Copy out nothing but the line containing "Target: vertical metal post" and the lines that follow it to the end of the entries, exactly as they stand.

================================

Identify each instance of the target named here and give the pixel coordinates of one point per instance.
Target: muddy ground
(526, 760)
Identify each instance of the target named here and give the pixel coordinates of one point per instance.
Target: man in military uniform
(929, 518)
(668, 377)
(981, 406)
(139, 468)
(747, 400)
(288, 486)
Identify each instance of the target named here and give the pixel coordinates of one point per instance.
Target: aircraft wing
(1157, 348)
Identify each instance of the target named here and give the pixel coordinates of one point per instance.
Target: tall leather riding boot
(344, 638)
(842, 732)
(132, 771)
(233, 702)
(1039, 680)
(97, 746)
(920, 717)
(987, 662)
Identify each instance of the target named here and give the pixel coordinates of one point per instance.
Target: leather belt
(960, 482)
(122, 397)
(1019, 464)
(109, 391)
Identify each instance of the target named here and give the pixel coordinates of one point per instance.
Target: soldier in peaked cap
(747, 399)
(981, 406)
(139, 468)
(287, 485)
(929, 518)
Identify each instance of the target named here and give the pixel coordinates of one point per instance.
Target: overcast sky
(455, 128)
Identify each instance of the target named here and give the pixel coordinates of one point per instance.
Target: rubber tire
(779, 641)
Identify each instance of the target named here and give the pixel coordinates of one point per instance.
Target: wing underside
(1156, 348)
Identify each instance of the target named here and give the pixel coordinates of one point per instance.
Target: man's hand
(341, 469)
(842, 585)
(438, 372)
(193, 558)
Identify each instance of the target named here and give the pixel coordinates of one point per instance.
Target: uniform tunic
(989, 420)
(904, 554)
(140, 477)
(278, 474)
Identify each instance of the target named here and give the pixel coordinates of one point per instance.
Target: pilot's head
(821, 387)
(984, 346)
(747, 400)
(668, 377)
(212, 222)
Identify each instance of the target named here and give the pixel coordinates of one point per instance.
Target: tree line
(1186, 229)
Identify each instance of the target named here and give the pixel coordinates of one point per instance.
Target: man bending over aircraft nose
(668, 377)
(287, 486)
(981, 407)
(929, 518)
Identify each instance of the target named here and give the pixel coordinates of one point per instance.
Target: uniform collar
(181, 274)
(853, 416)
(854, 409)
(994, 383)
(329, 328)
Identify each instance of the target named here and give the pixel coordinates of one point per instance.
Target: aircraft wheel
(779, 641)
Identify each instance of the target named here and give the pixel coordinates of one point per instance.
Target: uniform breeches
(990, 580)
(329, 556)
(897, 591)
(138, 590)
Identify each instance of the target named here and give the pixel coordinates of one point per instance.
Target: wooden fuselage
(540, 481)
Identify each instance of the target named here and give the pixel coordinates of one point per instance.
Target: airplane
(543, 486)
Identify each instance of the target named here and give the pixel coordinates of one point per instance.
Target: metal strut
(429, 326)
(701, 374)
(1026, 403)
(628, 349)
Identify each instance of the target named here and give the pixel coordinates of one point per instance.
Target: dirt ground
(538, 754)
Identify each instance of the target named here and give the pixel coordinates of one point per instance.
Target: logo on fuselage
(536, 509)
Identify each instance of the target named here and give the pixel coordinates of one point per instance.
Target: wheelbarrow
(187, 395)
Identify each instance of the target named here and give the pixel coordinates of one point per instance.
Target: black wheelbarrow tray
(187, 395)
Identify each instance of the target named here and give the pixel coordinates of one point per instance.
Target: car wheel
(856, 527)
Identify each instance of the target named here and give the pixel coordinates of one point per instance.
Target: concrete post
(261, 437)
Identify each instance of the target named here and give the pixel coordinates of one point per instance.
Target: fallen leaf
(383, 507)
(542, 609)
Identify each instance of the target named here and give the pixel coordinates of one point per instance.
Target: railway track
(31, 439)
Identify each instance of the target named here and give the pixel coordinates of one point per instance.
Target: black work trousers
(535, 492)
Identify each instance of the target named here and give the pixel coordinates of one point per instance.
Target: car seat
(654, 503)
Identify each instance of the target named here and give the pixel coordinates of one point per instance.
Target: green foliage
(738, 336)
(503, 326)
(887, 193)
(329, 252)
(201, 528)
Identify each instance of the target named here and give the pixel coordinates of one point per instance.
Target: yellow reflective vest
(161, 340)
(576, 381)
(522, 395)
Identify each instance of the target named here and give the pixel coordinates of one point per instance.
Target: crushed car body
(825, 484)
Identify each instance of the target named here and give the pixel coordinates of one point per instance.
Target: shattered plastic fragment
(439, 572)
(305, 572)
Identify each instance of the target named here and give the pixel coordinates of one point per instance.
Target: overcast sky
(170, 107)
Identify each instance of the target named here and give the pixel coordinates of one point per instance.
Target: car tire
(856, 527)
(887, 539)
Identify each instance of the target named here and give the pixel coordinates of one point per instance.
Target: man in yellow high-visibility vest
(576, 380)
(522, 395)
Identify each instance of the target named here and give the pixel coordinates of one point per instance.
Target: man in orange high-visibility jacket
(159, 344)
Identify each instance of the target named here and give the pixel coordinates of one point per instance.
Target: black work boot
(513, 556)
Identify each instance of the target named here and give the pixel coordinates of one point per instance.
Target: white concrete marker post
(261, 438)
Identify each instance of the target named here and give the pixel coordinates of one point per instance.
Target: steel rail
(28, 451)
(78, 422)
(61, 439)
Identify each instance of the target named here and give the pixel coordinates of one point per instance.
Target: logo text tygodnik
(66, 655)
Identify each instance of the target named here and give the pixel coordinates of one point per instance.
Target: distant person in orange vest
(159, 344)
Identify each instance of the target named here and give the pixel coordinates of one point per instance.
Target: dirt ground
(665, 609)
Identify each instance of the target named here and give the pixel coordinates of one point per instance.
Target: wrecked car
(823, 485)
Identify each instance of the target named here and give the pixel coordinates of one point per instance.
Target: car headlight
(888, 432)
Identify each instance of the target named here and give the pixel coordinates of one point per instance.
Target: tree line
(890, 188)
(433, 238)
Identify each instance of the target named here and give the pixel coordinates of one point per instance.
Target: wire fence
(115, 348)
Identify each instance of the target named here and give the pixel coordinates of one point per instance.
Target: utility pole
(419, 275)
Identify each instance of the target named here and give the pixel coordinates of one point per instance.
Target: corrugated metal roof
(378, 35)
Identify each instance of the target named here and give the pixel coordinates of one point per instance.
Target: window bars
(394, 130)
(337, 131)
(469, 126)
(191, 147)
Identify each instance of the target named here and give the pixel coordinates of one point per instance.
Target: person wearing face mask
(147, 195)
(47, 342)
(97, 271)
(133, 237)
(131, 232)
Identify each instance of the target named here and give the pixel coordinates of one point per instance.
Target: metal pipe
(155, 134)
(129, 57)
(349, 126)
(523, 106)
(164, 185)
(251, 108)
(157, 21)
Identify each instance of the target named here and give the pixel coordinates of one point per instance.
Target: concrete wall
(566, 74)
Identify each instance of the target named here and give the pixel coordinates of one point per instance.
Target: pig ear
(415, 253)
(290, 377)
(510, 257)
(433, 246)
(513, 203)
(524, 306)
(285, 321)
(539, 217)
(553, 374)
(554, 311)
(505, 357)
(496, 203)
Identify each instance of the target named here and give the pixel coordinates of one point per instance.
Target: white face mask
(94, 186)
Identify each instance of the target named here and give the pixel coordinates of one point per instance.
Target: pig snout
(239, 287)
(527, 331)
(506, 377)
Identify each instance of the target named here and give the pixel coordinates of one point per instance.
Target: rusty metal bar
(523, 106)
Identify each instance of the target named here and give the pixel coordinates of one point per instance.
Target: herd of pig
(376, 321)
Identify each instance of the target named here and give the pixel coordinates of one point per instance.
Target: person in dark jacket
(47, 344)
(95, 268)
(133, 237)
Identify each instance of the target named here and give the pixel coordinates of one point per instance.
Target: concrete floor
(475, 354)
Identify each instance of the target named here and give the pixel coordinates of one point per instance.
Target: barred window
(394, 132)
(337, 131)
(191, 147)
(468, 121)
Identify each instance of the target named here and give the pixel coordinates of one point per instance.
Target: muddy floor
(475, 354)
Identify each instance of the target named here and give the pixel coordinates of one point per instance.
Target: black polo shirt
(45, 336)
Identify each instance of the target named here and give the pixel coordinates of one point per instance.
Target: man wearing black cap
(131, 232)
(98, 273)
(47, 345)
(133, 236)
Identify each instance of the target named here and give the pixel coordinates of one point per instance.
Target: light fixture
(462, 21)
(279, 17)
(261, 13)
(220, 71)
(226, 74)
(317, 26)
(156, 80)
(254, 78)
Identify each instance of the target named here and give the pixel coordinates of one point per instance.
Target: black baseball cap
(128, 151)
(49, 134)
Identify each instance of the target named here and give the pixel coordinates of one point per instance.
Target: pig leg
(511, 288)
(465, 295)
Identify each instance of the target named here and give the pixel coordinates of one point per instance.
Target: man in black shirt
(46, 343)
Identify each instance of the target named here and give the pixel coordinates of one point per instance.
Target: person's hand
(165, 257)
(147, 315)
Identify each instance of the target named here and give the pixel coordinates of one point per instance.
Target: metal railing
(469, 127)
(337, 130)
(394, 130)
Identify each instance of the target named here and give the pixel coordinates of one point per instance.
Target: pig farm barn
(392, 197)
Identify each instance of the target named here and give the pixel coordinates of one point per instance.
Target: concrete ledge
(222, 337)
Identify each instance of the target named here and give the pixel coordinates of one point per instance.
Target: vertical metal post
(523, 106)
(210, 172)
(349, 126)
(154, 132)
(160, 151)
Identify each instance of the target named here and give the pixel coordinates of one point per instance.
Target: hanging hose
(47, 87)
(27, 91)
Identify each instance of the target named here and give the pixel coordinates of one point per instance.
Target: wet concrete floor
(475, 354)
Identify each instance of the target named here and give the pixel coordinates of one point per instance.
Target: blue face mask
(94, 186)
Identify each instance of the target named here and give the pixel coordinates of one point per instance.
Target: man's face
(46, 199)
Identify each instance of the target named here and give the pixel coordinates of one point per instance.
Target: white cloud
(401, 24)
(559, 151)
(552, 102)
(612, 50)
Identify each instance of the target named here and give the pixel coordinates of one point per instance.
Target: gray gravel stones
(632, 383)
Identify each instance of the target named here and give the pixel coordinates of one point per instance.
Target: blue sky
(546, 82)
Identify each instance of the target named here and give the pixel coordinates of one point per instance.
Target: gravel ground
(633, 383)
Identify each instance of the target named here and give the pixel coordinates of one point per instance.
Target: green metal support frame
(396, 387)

================================

→ **RESPONSE TO THIS TASK**:
Target: vertical metal post
(523, 106)
(210, 172)
(349, 126)
(154, 132)
(160, 151)
Identify each instance of the target named here and give the pixel coordinates of one point per instance.
Target: hanging hose
(47, 87)
(27, 91)
Identify each instance of the target named here and give the pixel coordinates of one point per instance.
Target: wet concrete floor
(475, 354)
Identify each instance of the target named here and give the pixel coordinates of one point per instance.
Target: blue face mask
(94, 186)
Identify each instance of the target named here and give the pixel coordinates of one point per instance.
Target: man's face
(46, 199)
Identify each instance of the target named here and give the pixel coordinates of one point per instance.
Target: white cloud
(401, 24)
(559, 151)
(552, 102)
(612, 50)
Identify each instance of the target named here and give the pixel coordinates of one point per instance.
Target: gray gravel stones
(632, 383)
Identify each instance of the target named here and give the pixel coordinates of one point per instance.
Target: blue sky
(546, 82)
Identify each instance of the target named here and give the pixel coordinates of one point per instance.
Target: gravel ground
(633, 383)
Identify each instance of the target named here and give the pixel coordinates of one point per instance.
Target: green metal support frame
(396, 387)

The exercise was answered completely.